● **Petunjuk A**: Pilih setiap baris dalam daftar yang memuat kata "green", lalu salin baris-baris itu. Huruf besar dan huruf kecil dibedakan.

---- Teks dokumen

Muchdi Akan Diputus Lepas

Tuesday, December 30, 2008



Sebelum penulis memulai pembahasan tentang Perkara Tindak Pidana dengan nama terdakwa Muchdi Pr, penulis ingin menyampaikan bahwa tulisan ini tidak bertujuan untuk memberikan dukungan kepada siapapun (baik kepada Pihak Korban maupun Terdakwa). Tulisan ini hanyalah opini pribadi dari penulis.

Berikut ini adalah analisa hasil pemantauan pribadi dari penulis:
I. Pokok perkara
  • Motif terdakwa membunuh Munir, yaitu karena adanya rasa dendam, sakit hati terhadap korban. Motif ini dibantah oleh PH (Penasehat Hukum) dengan pernyataannya di dalam Pledoi bahwa dasar dari motif tersebut adalah perkataan dari Munir (sebelum dia meninggal) kepada Suciwati, bahwa orang yang paling sakit hati dengan adanya investigasi Munir tentang penculikan 13 aktivis adalah terdakwa. Pledoi dari PH tersebut tidak hanya sekedar menunjukkan bahwa keterangan dari Suciwati tidak dapat diterima dengan alasan de auditu tapi juga menunjukkan bahwa motif dendam dan sakit hati yang dinyatakan oleh JPU (Jaksa Penuntut Umum) hanyalah karena firasat ataupun prasangka dari Munir.
  • Dalil bahwa karir terdakwa tamat setelah tidak menjabat lagi sebagai Danjen Kopassus. Fakta yang terungkap di persidangan menyatakan bahwa terdakwa tidak pernah diberhentikan dari jabatannya sebagai Danjen Kopassus namun dialihtugaskan sebagai Wairjen TNI. Kemudian terdakwa diangkat menjadi Deputi V BIN.
  • Dalil bahwa terdakwa menjabat sebagai Danjen Kopassus pada saat terjadinya penculikan terhadap 13 aktivis yang dilakukan oknum Kopassus dengan nama Operasi Tim Mawar. Dalil ini berhasil dilemahkan oleh PH dengan adanya keterangan dari saksi Jasri Marin bahwa pada saat terjadinya penculikan, yang menjabat sebagai Danjen Kopassus adalah Prabowo Subianto.

--------

● **Petunjuk B**: Cetak tanpa perubahan bagian teks tentang perkara Muchdi Pr di atas, mulai dari "Berikut ini adalah" sampai dengan "prasangka dari Munir.".

---- Data yang diberikan

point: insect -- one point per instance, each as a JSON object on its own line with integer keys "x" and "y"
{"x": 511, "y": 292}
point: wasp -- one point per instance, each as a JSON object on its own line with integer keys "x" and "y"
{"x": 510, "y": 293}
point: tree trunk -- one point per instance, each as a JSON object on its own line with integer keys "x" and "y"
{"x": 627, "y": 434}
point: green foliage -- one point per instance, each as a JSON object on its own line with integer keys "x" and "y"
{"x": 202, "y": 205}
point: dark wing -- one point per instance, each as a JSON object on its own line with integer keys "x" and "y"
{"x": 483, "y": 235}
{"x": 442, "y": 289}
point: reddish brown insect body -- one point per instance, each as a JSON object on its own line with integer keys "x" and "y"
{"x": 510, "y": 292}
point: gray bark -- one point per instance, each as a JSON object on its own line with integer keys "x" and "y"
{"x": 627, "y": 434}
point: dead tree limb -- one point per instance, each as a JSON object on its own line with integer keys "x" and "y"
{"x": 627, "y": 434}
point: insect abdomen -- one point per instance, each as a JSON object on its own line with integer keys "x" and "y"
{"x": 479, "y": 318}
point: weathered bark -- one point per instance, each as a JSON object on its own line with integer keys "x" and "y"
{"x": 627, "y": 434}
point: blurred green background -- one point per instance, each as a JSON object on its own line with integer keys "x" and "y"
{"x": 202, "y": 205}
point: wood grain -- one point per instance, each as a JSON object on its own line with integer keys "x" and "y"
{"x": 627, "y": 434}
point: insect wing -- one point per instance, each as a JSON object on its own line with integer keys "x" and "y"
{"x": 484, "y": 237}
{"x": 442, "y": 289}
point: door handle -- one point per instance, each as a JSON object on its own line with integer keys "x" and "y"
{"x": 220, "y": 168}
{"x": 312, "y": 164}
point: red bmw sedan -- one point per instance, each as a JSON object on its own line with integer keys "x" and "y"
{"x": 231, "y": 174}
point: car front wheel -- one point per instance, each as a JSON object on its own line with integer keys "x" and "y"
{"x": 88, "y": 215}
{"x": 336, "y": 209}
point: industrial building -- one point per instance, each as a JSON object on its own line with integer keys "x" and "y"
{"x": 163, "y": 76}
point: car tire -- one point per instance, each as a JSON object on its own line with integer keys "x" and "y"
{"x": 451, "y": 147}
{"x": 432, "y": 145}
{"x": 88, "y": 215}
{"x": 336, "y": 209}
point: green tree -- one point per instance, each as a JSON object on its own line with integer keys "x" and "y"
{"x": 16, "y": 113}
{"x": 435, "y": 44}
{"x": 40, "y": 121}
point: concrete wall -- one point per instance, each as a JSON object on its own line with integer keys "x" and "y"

--------

● **Jawaban akhir A**:
point: green foliage -- one point per instance, each as a JSON object on its own line with integer keys "x" and "y"
point: blurred green background -- one point per instance, each as a JSON object on its own line with integer keys "x" and "y"
point: green tree -- one point per instance, each as a JSON object on its own line with integer keys "x" and "y"

● **Jawaban akhir B**:
Berikut ini adalah analisa hasil pemantauan pribadi dari penulis:
I. Pokok perkara
  • Motif terdakwa membunuh Munir, yaitu karena adanya rasa dendam, sakit hati terhadap korban. Motif ini dibantah oleh PH (Penasehat Hukum) dengan pernyataannya di dalam Pledoi bahwa dasar dari motif tersebut adalah perkataan dari Munir (sebelum dia meninggal) kepada Suciwati, bahwa orang yang paling sakit hati dengan adanya investigasi Munir tentang penculikan 13 aktivis adalah terdakwa. Pledoi dari PH tersebut tidak hanya sekedar menunjukkan bahwa keterangan dari Suciwati tidak dapat diterima dengan alasan de auditu tapi juga menunjukkan bahwa motif dendam dan sakit hati yang dinyatakan oleh JPU (Jaksa Penuntut Umum) hanyalah karena firasat ataupun prasangka dari Munir.